## Stated exercise A
In the forum thread, what does the "really dirty approach" propose to rename?

## Reading passage
—————

I just looked into this and it looks like I was wrong and there is no straightforward way to do that, sorry. We could add a helper the "cmdkit/files" package - I'm just a bit weary that at some point we might have a lot of helpers in there.
Hey @kjzz, I think we're still mixing two different issues. The second problem is about naming the anonymous directory included by the flag -w, but you seem to be interested in naming content from stdin, that's the first problem, and it's independent from the first one, it will happen whether or not you include the -w flag.
In the 1st problem that you're trying to fix, we need to detect that the file came from stdin, but as @keks was explaining that may not be so easy. @keks Do you see a simple (even if not complete) solution here that would take into account the HTTP as well as the CLI case?
Checking that the filename is an empty string "" would work only if we're sending a single file (otherwise, if there are multiple files without names, we can't rename them all to the same name). A really dirty approach would be to just rename the first unnamed file (and leave the rest unnamed), that would work for stdin in CLI, and in HTTP, in the worst case where we're receiving many file, we just rename the first one and leave the rest as is, which doesn't sound so bad, @keks WDYT?

—————

## Data supplied

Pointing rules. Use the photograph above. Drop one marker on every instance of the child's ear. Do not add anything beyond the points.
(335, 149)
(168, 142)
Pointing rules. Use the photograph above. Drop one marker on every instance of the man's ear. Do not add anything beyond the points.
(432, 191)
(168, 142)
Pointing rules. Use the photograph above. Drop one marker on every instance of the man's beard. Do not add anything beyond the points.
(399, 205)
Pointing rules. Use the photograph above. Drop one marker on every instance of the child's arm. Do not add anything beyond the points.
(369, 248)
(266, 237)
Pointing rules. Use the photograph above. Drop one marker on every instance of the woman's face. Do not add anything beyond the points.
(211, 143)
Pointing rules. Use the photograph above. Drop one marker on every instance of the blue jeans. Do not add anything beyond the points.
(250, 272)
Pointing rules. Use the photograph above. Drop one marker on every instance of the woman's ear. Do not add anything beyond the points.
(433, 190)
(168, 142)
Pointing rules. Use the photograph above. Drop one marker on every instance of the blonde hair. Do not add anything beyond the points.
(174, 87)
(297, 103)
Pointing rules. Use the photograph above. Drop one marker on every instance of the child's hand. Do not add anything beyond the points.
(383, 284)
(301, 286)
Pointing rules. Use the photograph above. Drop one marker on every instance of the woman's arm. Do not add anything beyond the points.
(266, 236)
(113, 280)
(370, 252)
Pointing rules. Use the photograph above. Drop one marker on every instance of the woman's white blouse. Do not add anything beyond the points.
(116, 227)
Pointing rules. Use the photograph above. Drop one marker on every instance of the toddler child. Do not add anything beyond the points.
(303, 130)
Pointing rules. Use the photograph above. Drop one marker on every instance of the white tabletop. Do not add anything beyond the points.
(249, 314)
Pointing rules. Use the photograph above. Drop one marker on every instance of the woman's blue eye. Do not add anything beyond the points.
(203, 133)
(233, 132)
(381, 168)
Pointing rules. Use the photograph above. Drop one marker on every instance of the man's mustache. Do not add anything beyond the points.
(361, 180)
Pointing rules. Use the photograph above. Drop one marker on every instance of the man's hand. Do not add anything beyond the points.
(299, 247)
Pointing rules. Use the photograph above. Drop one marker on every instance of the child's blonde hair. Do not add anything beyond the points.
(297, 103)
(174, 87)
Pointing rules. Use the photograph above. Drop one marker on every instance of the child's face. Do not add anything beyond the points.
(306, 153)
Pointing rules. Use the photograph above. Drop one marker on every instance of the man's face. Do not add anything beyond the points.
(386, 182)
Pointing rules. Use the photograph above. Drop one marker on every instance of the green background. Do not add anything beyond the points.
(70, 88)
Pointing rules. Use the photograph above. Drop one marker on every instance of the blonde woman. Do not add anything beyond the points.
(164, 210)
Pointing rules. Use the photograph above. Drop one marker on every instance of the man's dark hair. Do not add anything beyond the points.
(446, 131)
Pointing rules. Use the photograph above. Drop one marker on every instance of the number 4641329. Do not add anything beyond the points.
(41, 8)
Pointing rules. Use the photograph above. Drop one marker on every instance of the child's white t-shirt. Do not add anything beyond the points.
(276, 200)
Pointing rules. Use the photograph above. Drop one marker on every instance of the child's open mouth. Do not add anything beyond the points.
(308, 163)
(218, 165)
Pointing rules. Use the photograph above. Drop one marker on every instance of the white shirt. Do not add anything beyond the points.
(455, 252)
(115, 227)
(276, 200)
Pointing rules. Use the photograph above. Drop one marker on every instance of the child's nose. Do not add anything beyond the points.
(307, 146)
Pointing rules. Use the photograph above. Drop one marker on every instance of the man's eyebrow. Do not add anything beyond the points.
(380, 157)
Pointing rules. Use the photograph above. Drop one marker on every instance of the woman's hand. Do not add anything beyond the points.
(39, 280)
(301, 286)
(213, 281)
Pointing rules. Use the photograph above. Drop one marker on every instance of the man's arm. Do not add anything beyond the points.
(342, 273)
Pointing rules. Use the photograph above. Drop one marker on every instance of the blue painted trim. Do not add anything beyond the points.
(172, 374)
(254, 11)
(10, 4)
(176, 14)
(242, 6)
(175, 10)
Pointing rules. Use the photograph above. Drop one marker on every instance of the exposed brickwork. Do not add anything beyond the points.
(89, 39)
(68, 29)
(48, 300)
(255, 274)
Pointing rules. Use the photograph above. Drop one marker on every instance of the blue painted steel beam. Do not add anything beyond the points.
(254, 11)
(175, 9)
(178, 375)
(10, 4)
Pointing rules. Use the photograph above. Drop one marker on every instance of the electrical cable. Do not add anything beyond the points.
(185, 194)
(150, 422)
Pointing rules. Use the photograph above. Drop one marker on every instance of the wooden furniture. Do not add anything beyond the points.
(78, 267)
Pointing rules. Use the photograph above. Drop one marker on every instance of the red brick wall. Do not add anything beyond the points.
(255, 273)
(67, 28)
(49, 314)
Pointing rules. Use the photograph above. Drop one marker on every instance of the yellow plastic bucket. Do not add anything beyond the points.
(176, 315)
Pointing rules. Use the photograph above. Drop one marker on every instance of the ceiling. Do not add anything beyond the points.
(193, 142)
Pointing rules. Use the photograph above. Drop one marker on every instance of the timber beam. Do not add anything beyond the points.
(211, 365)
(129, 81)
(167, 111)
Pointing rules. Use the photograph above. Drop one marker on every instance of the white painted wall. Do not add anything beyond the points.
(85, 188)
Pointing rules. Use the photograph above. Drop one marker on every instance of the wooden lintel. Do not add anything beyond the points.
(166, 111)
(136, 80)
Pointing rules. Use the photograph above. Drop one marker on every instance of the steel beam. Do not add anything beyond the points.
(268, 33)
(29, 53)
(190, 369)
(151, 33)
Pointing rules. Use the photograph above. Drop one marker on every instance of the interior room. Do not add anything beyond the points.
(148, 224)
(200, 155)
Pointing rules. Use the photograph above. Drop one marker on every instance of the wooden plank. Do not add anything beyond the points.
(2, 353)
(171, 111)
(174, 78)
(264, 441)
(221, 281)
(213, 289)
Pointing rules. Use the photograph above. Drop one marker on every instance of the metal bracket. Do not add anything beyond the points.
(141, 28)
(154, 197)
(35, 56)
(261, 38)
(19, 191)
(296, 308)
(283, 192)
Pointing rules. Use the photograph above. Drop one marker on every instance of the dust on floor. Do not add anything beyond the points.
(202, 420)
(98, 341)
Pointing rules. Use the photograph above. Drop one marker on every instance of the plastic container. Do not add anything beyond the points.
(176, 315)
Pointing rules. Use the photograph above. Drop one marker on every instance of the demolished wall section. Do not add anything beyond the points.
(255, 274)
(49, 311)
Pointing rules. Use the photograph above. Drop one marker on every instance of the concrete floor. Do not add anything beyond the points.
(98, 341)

—————

## Stated exercise B
Arrange the part of the listing from the line with "container. Do not add anything beyond the points." through the end of the listing as a two-column CSV with the columns "request" and "answer". Give one row per request, with its text and its answer each in one quoted field and line breaks turned into spaces.

## Worked solution A
Only the first unnamed file, leaving the rest unnamed.

## Worked solution B
request,answer
"Pointing rules. Use the photograph above. Drop one marker on every instance of the plastic container. Do not add anything beyond the points.","(176, 315)"
"Pointing rules. Use the photograph above. Drop one marker on every instance of the demolished wall section. Do not add anything beyond the points.","(255, 274) (49, 311)"
"Pointing rules. Use the photograph above. Drop one marker on every instance of the concrete floor. Do not add anything beyond the points.","(98, 341)"